──────── EXTRACTED TEXT ────────

This is so true. Sometimes when I can't sleep at night, I just lie in my bed and tolerate everything.


----------



## I Kant (Jan 19, 2013)

If you aren't trying to achieve the difficult and complex, tolerance becomes easier.

If you aren't a part of something that others want to use and thus want to harry you, tolerance becomes easier.

Not all things are equal. Depending on the issue, tolerance can be beneficial or detrimental.


----------



## Velasquez (Jul 3, 2012)

Go tell an INFP something that they disagree with and see how tolerant they _really _are.


----------



## Kabosu (Mar 31, 2012)

Moreover, try criticizing their decision making.
Not just a Je dom thing and they're generally more direct.


----------



## Scelerat (Oct 21, 2012)

Tolerance is determined by how a person reacts to a differing opinion from theirs, it's why it's so fun to mess around with a lot of left-wing liberals because despite tolerance being a supposed virtue, there tends to be some strong reactions from that front. There is also the whole "if you tolerate intolerance you're not really a liberal" which is a funny example of a circular statement if I ever saw one. There is also the question of how you define "tolerance" and "intolerant" in a given context. 

Personally, I think people should be as honest as possible in a situation where something bothers them.


----------



## Old Intern (Nov 20, 2012)

Tollerance is a tricky word. Some people make a lot of noise but will turn on a dime if offered a well reasoned argument that has some angle to it that matters to them. Other people sound gracious, while inside they hold long grudges about things that don't have any real world consequence for anybody.

For me, Si and Fi are the hardest to deal with because what they say matters, and what is going on inside may not be anything alike? (harder for them to present a verbalization?). I don't care if somebody is intollerant as long as these are intollerances that we can and do deal with legally when necessary. 

I don't mean people should kill each other. I don't like being around people who try to tell you they are being logical but then they don't present the actual argument or grievance. You don't have to be logical and I don't have to agree with you, and we could still get along fine. Its perfectly okay to say I want this or that. I'ts perfectly okay to tell me I'm wrong - and dump it all on me about why. Just don't mix these things together and pretend it's all the same. - I'm a little bit inflexible about that.


----------



## tangosthenes (Oct 29, 2011)

Old Intern said:


> Some people don't have any real world consequence for anybody.
> 
> I don't care if somebody is tolerant as long as we can and do deal with them when necessary.
> 
> People should kill each other. I don't like being around people. You don't have to be logical and I don't have to agree with you, just don't mix these things together and pretend it's all the same.


I have to agree.


----------



## Old Intern (Nov 20, 2012)

People should kill each other? :shocked:


----------



## Lilyanith (Nov 8, 2010)

KraChZiMan said:


> This is so true. Sometimes when I can't sleep at night, I just lie in my bed and tolerate everything.


This made my night. Well done, sir.


----------

────────

--- REQUIREMENT A ---
Recast the listing, from its first line through the line holding "point(41, 233)", inclusive, as a numbered list with blank lines left out.
The listing below is unrelated to the forum thread on tolerance.

──────── MATERIAL FOR THIS TASK ────────

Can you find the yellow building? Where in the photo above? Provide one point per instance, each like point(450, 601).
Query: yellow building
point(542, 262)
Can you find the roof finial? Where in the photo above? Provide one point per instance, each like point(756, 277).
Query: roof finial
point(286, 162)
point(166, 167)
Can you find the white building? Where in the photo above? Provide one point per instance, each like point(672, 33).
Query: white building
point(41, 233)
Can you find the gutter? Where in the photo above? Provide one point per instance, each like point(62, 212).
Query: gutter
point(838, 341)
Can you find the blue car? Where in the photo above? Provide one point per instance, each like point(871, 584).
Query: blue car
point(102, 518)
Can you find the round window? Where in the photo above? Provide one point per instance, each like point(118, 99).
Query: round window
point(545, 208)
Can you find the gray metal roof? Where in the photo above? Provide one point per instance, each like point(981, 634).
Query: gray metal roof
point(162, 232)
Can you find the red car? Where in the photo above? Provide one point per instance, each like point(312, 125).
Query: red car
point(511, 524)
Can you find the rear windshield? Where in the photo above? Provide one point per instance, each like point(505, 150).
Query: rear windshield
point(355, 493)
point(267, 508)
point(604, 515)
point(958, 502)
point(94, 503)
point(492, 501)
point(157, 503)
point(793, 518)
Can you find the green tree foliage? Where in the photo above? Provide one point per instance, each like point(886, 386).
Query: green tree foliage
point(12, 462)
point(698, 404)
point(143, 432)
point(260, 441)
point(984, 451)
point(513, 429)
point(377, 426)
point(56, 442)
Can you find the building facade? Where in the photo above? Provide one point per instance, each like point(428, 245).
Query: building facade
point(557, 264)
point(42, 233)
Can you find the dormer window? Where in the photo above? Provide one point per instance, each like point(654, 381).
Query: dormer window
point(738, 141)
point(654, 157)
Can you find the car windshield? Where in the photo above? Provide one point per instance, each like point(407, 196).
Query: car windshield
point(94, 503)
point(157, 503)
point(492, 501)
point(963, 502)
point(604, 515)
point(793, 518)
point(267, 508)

────────

--- REQUIREMENT B ---
Rewrite the tolerance thread from "## Scelerat (Oct" through "something bothers them.", inclusive, replacing "honest" with "frank".

--- CORRECT ANSWER A ---
1. Can you find the yellow building? Where in the photo above? Provide one point per instance, each like point(450, 601).
2. Query: yellow building
3. point(542, 262)
4. Can you find the roof finial? Where in the photo above? Provide one point per instance, each like point(756, 277).
5. Query: roof finial
6. point(286, 162)
7. point(166, 167)
8. Can you find the white building? Where in the photo above? Provide one point per instance, each like point(672, 33).
9. Query: white building
10. point(41, 233)

--- CORRECT ANSWER B ---
## Scelerat (Oct 21, 2012)

Tolerance is determined by how a person reacts to a differing opinion from theirs, it's why it's so fun to mess around with a lot of left-wing liberals because despite tolerance being a supposed virtue, there tends to be some strong reactions from that front. There is also the whole "if you tolerate intolerance you're not really a liberal" which is a funny example of a circular statement if I ever saw one. There is also the question of how you define "tolerance" and "intolerant" in a given context. 

Personally, I think people should be as frank as possible in a situation where something bothers them.